Aim: Which lines in the records below contain the string "ymin", with uppercase and lowercase treated as different? Locate each one and copy it out in full.
Start Given records
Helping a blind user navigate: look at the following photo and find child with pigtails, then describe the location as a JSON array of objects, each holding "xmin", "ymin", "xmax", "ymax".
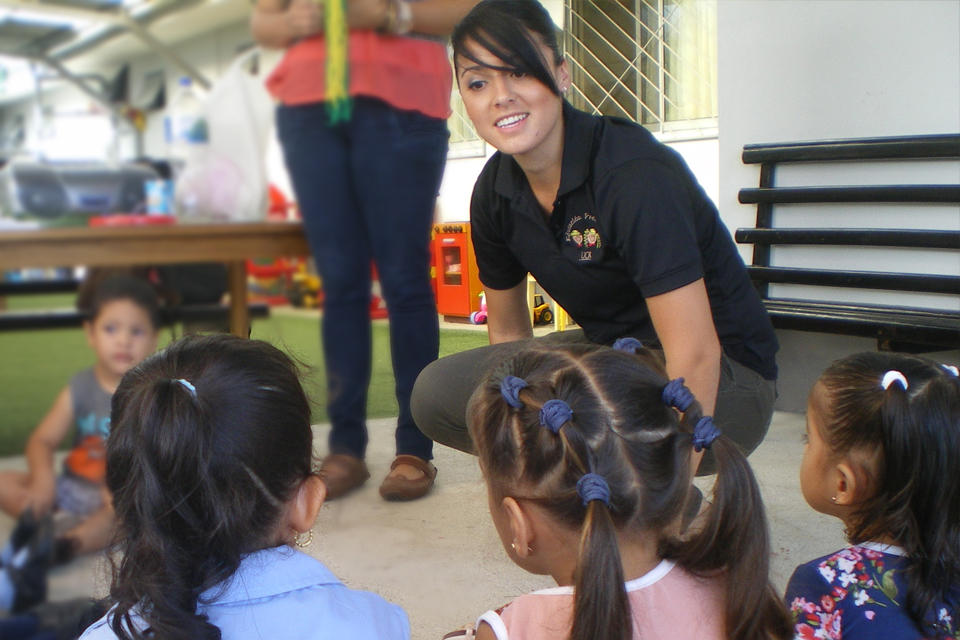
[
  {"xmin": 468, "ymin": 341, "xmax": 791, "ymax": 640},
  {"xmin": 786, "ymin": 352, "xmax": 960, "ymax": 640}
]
End Given records
Start Given records
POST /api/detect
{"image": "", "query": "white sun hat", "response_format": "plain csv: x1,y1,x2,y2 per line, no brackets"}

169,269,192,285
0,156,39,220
End Given records
Start Given records
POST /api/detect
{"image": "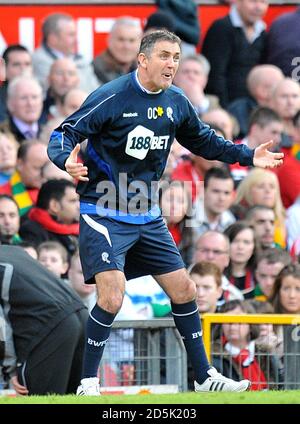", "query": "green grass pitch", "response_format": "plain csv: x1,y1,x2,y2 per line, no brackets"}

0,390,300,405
End Given records
Exercise answer:
Helping a blind user navigate: look at the following photo and find child with pigtails, then describe the location as a JSON array of objects, each holding "xmin", "ymin", "xmax", "ymax".
  {"xmin": 468, "ymin": 341, "xmax": 791, "ymax": 640},
  {"xmin": 786, "ymin": 352, "xmax": 960, "ymax": 640}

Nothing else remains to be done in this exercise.